→ **Dataset records**
-- Start --

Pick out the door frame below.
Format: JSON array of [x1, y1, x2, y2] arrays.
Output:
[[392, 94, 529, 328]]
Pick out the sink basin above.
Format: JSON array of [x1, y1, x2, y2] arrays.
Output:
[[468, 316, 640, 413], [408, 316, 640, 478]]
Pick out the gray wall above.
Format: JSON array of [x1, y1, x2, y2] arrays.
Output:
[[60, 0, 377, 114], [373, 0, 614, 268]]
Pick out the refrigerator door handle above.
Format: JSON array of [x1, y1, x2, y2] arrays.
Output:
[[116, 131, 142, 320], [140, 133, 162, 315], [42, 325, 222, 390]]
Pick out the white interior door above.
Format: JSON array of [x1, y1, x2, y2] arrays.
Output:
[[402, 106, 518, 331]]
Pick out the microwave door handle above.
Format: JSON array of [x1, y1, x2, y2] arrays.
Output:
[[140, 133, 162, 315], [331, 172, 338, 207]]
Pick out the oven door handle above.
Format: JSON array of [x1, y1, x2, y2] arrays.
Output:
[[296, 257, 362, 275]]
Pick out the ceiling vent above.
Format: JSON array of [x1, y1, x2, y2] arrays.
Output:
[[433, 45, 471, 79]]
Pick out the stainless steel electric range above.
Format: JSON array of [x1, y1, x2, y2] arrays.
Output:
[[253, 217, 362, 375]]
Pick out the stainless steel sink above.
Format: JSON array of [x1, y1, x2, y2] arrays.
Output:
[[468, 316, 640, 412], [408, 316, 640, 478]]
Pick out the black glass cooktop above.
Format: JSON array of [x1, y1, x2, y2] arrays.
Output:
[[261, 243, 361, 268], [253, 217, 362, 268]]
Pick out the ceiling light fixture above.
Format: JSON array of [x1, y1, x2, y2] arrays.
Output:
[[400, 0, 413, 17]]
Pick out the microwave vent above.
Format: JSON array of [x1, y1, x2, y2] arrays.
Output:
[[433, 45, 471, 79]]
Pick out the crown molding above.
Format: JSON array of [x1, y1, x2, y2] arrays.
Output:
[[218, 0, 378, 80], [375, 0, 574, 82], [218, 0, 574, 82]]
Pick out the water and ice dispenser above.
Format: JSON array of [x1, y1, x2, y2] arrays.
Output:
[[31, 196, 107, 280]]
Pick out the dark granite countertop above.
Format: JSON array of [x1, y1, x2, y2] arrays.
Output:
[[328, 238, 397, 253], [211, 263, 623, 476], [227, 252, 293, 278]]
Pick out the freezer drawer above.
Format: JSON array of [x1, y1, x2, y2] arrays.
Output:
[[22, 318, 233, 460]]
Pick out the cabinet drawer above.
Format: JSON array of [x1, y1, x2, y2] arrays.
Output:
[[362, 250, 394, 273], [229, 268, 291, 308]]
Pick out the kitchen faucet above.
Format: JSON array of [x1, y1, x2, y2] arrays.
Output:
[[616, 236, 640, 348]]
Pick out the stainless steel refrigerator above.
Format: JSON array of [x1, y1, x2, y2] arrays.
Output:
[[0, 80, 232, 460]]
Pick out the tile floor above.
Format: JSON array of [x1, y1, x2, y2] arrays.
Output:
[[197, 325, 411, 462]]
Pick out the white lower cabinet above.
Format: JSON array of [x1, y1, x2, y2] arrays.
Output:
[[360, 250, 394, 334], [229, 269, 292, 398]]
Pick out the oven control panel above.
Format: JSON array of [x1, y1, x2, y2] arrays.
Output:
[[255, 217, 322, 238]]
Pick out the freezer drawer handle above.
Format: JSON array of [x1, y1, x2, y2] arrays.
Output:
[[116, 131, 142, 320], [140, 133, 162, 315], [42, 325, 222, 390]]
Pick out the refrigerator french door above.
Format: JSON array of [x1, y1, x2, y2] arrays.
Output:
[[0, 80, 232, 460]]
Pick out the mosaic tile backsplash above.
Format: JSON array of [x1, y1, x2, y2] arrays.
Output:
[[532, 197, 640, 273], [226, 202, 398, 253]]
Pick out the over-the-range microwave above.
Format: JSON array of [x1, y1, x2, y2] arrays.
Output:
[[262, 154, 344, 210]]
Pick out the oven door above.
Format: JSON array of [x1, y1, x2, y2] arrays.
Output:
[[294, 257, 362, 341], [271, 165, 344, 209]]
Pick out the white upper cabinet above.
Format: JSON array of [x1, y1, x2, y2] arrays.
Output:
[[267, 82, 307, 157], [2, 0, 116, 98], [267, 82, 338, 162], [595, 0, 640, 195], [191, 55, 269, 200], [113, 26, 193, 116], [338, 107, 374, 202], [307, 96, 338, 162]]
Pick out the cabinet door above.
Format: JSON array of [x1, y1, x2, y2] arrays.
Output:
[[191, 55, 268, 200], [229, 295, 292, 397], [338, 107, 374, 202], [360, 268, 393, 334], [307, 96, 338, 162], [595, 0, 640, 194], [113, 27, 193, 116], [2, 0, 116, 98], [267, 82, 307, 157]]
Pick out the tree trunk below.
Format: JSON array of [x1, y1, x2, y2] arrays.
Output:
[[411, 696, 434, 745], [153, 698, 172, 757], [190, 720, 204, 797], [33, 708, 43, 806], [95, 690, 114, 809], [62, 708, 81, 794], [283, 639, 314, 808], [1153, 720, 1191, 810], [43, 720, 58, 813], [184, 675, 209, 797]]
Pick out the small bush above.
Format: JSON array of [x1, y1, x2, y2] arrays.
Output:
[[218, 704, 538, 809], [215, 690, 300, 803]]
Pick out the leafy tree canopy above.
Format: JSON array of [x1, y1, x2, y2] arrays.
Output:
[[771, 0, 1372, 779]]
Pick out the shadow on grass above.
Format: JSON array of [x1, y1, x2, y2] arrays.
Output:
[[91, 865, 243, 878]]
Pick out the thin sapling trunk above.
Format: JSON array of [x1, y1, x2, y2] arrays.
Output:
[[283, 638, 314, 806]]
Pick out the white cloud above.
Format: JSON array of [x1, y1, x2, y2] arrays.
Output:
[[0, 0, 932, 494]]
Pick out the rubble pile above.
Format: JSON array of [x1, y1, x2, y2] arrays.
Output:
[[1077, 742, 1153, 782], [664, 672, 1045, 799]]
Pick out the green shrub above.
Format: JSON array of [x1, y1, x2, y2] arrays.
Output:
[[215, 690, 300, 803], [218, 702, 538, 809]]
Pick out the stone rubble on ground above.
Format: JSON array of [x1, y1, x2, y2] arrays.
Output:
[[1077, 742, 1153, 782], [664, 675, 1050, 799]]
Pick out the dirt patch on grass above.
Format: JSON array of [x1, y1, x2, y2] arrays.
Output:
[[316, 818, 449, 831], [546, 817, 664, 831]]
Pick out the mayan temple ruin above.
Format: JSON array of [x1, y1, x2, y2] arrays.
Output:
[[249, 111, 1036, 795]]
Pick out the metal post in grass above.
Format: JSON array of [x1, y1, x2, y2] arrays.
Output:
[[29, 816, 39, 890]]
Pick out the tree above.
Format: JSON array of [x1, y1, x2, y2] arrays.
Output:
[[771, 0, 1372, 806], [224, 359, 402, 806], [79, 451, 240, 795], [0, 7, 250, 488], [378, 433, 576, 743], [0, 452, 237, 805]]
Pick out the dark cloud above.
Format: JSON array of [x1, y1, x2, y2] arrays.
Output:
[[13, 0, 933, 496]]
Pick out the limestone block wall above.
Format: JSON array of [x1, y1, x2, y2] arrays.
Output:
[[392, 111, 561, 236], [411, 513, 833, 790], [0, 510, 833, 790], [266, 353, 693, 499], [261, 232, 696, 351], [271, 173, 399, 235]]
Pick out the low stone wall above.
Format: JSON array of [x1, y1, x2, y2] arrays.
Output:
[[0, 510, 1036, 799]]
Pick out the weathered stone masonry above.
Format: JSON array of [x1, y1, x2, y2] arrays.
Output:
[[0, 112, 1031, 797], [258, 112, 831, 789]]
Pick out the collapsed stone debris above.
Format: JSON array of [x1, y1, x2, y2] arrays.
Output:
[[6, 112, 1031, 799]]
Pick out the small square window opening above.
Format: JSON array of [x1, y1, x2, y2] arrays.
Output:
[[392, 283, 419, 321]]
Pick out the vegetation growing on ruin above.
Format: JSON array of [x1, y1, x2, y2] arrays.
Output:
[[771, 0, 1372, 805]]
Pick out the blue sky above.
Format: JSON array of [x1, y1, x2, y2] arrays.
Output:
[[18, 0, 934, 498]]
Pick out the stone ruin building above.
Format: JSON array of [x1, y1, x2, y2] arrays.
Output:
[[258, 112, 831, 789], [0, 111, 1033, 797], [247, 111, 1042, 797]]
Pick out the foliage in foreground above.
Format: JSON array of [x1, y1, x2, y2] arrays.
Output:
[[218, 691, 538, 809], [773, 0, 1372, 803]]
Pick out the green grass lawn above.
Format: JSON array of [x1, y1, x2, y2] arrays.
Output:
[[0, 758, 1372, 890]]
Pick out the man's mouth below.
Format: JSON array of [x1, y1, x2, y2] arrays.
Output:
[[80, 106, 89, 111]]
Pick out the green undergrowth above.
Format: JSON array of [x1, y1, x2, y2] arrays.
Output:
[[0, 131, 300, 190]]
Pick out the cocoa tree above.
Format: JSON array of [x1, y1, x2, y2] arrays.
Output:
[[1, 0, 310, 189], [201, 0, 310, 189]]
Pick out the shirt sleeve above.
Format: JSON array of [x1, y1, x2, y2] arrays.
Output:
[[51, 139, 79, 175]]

-- End --

→ **WHAT NEEDS TO BE DONE**
Select every line of the material above that contains the word "vent", matching its case exactly.

→ **TASK OUTPUT**
Pick out the ceiling vent above.
Pick out the microwave vent above.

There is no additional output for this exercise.